> _Problem description_
Scale the stretch of items below from the line containing "Where can you spot the bench leg" through the line containing "(1210, 670)" by rewriting only those lines, with their requests kept, after multiplying every coordinate in the answers by 1.55 and rounding to whole numbers, halves up.

Items in a dataset
⁂

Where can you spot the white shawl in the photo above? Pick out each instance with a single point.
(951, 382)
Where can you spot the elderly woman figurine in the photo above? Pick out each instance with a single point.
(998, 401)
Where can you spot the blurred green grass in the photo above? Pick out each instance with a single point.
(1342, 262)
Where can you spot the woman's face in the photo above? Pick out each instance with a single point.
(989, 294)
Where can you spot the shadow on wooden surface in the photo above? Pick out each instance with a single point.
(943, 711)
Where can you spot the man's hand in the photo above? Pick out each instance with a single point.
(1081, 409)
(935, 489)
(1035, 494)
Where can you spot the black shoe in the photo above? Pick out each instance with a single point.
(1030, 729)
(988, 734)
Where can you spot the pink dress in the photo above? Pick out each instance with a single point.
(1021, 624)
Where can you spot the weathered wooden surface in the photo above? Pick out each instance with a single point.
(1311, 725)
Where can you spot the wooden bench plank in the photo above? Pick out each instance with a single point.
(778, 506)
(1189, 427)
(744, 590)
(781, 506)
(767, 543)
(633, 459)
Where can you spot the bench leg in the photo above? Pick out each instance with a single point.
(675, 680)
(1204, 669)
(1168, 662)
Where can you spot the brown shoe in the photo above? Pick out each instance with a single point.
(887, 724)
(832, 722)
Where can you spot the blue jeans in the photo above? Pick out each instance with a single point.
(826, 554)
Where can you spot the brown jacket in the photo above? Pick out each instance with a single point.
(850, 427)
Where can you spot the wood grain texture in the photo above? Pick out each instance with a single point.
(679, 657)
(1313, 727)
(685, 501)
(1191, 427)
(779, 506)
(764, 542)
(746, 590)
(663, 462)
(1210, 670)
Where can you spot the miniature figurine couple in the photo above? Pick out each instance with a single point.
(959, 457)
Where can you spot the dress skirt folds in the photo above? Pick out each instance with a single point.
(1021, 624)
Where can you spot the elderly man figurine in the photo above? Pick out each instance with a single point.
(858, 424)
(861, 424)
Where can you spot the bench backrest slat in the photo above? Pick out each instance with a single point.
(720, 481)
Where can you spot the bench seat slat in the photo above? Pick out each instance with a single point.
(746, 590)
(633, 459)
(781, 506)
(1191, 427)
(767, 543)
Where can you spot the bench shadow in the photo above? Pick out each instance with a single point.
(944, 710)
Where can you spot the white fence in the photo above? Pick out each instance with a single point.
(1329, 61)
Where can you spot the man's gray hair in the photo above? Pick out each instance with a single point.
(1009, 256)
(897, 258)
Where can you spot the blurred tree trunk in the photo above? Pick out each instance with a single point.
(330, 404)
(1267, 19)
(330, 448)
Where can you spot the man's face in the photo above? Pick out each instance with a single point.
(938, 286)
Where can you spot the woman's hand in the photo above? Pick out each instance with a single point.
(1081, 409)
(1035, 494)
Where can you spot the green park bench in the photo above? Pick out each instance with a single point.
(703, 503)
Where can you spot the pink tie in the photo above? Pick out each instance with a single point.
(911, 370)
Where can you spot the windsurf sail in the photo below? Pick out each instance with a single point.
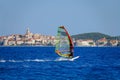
(64, 44)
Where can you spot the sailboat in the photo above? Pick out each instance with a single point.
(64, 45)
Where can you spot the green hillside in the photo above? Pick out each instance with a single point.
(94, 36)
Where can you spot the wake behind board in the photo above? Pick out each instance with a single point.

⁂

> _Response_
Where can you spot the bench leg in the photo above? Pick out each instance with a single point.
(1046, 1054)
(1866, 1037)
(1810, 1026)
Where can you spot the brown shoe in the photo above? Pick out each instance with a single point.
(1375, 1122)
(1290, 1119)
Where can you spot the blue jeans in the photo above? Pick out each instance with a single point.
(1280, 859)
Where can you spot the brown jacket in the photo above? Pick out each instance with a single point.
(1318, 662)
Where can you spot the wood grain texture in the photo above? Pick out each instance with a single point.
(1052, 1018)
(2035, 1127)
(1062, 777)
(1846, 662)
(1207, 784)
(1184, 840)
(1156, 915)
(1028, 716)
(1876, 1039)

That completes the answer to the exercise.